__Dataset records__:
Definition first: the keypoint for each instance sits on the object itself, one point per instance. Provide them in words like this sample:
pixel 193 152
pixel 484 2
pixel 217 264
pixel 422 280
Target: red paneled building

__Work item__:
Reproduce each line of the material above precisely.

__Response to the exercise__:
Definition first: the keypoint for each instance sits on the object itself, one point per instance. Provide them in words like this sample:
pixel 193 152
pixel 484 2
pixel 217 264
pixel 422 280
Target: red paneled building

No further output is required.